> **WHAT YOU WILL DO**: Return the passage of the memoir piece starting at "Too White to Remember" and ending at "awareness of sunburn.", copied word for word.

Too White to Remember

Narzissen by Pechstein Hermann Max

When I recall my childhood, things tend to appear in my mind in sunlit background, and everybody dear to me also tends to wear resplendent clothes. Those pictures in my mind are the amalgamation of those hot colors. And me there, was often a girl in bright colors exposed her arms to the sun without any awareness of sunburn.

That’s how my memory captures things, which is very unreasonable, very desultory.

But there’s a man who is framed in my mind in white. He is not special to me, he is not the one I love, he is just a man supposed to be forgotten among other things that are jumbled together in my old world. When things faded away due to my memory’s frailty, the last things of him remaining in my memory and my imagination are his white T-shirt, his light skin and his white tooth when he smiled. All the times, he was sitting on the porch of his house, with his mother there who was busy with selling things to my mother. I smiled at him as a greeting, because as for me at that time, greeting with a smile is the best way ever to express politeness. Then he smiled, then in a few minutes, I smiled again and then, he laughed saying: “She’s smiling!!”. “She’s smiling” – the only thing he said or the only thing I remember he said.

Even when all of a sudden I came across him in the crowd many years after and found his skin was getting weather-beaten, his appearance in my mind has never changed. Even when I heard he has taken his own life after all, I will never distort my own memory of him. But I’ve kept wondering how he rummaged his memory for the most wonderful pieces in his life, how he embraced them the last time and then left them nowhere in his imminent errant soul, if he really did this. What if he woke up the last time in the hospital, realizing he had nothing to miss but his own death.

> **DATASET EXTRACT**:
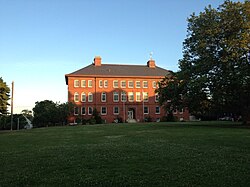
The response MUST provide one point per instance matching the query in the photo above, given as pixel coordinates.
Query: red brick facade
(128, 97)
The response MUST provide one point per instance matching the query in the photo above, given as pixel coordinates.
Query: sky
(42, 40)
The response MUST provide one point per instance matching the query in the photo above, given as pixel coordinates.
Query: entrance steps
(131, 121)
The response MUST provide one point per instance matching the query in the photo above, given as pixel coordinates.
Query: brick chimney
(151, 63)
(97, 61)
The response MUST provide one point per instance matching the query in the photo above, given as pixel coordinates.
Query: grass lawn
(160, 154)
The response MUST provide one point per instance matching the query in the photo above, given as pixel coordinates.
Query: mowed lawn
(156, 154)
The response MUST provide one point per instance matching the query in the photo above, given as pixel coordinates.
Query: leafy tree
(215, 66)
(47, 113)
(4, 96)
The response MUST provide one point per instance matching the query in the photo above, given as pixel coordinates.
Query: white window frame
(138, 86)
(90, 99)
(138, 94)
(84, 110)
(129, 95)
(144, 110)
(90, 83)
(154, 84)
(76, 97)
(129, 86)
(105, 85)
(116, 94)
(143, 84)
(100, 83)
(76, 83)
(116, 107)
(89, 110)
(123, 82)
(159, 110)
(145, 96)
(156, 97)
(115, 82)
(104, 100)
(83, 83)
(76, 111)
(123, 95)
(104, 107)
(83, 100)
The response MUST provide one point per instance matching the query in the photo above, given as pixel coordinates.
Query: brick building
(117, 91)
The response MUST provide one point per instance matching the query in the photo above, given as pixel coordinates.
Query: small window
(76, 111)
(90, 110)
(181, 111)
(83, 83)
(154, 84)
(103, 110)
(83, 97)
(90, 83)
(123, 84)
(104, 97)
(138, 96)
(145, 96)
(130, 96)
(90, 97)
(83, 110)
(157, 110)
(76, 83)
(76, 97)
(116, 97)
(145, 84)
(145, 110)
(115, 84)
(137, 84)
(100, 83)
(124, 96)
(116, 110)
(105, 83)
(157, 97)
(130, 84)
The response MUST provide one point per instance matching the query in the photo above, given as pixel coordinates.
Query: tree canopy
(49, 113)
(215, 68)
(4, 96)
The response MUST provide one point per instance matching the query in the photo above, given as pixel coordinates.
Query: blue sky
(42, 40)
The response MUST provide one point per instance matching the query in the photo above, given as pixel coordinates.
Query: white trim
(143, 84)
(83, 83)
(81, 110)
(100, 83)
(132, 84)
(76, 83)
(105, 112)
(159, 110)
(83, 93)
(105, 83)
(139, 84)
(114, 110)
(90, 100)
(105, 100)
(91, 109)
(90, 83)
(122, 85)
(76, 94)
(144, 109)
(117, 94)
(114, 82)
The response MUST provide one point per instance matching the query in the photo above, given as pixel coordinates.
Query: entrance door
(130, 114)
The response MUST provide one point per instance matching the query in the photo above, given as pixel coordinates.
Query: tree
(215, 63)
(47, 113)
(4, 96)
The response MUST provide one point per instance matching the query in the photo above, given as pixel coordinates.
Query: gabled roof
(116, 70)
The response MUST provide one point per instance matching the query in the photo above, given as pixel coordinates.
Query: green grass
(161, 154)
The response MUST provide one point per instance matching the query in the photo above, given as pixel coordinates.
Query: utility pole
(12, 92)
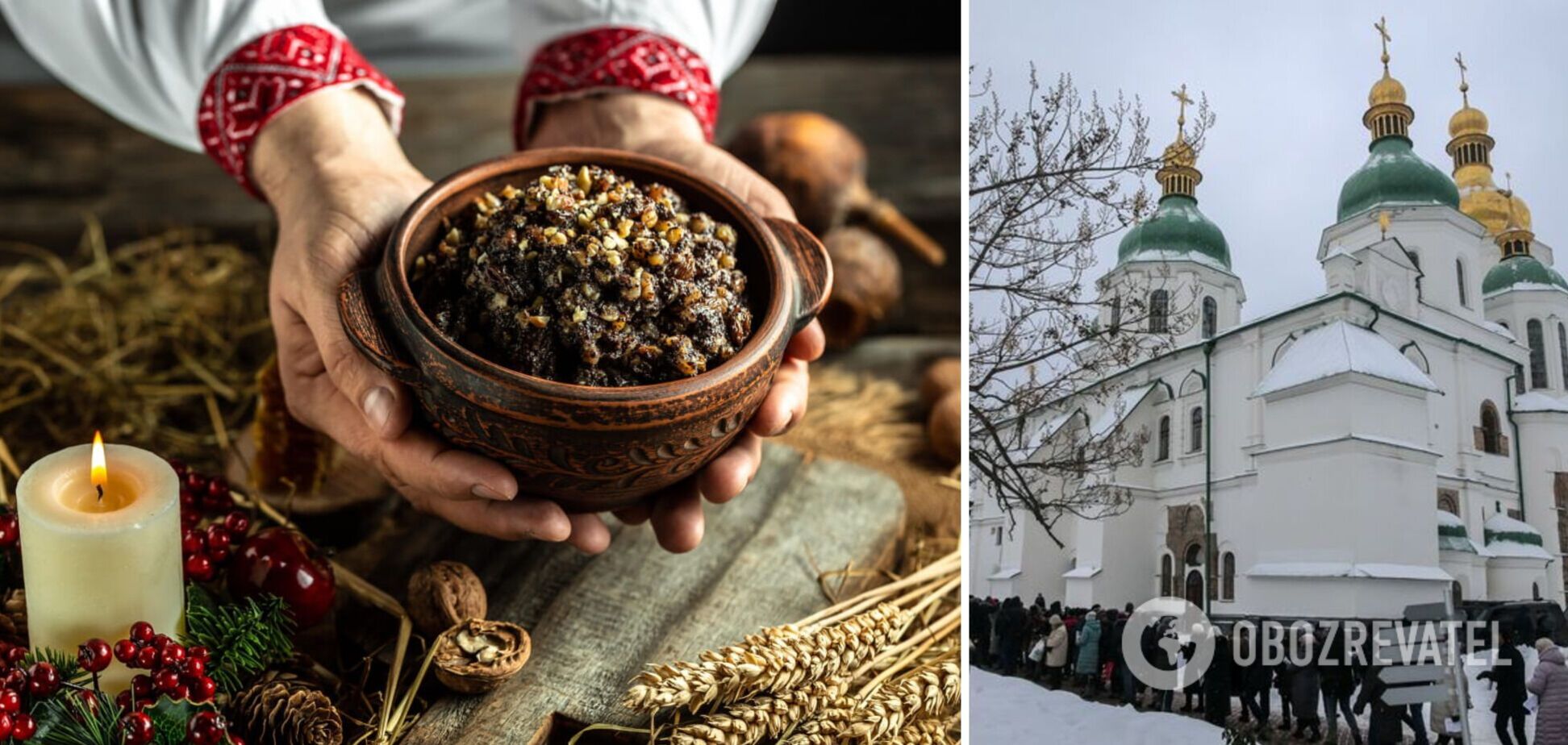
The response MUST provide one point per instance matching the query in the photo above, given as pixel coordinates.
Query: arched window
(1159, 311)
(1195, 429)
(1562, 350)
(1490, 430)
(1537, 339)
(1166, 439)
(1228, 576)
(1458, 272)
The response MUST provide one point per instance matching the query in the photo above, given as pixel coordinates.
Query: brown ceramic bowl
(587, 447)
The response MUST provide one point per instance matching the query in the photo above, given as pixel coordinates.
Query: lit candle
(101, 547)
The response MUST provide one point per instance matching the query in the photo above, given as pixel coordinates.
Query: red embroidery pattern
(267, 76)
(607, 58)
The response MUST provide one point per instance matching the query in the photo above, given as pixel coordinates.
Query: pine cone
(13, 617)
(282, 710)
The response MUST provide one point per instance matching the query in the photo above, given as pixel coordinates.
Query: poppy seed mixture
(586, 277)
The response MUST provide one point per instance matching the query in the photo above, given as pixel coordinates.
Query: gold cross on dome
(1382, 30)
(1182, 99)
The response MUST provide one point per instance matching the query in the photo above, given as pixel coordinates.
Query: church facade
(1399, 438)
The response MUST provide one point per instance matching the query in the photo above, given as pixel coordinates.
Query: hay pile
(156, 343)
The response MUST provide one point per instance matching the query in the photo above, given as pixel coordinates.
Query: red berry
(202, 689)
(165, 681)
(282, 562)
(237, 522)
(44, 680)
(206, 728)
(126, 651)
(94, 656)
(10, 529)
(24, 726)
(173, 655)
(198, 567)
(136, 728)
(192, 542)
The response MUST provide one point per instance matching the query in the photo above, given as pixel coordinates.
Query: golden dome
(1387, 91)
(1468, 121)
(1495, 207)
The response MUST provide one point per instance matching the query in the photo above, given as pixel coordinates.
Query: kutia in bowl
(672, 386)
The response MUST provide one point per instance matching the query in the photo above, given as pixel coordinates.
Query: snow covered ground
(1007, 711)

> **OUTPUT OF THE TASK**:
Too White to Remember

Narzissen by Pechstein Hermann Max

When I recall my childhood, things tend to appear in my mind in sunlit background, and everybody dear to me also tends to wear resplendent clothes. Those pictures in my mind are the amalgamation of those hot colors. And me there, was often a girl in bright colors exposed her arms to the sun without any awareness of sunburn.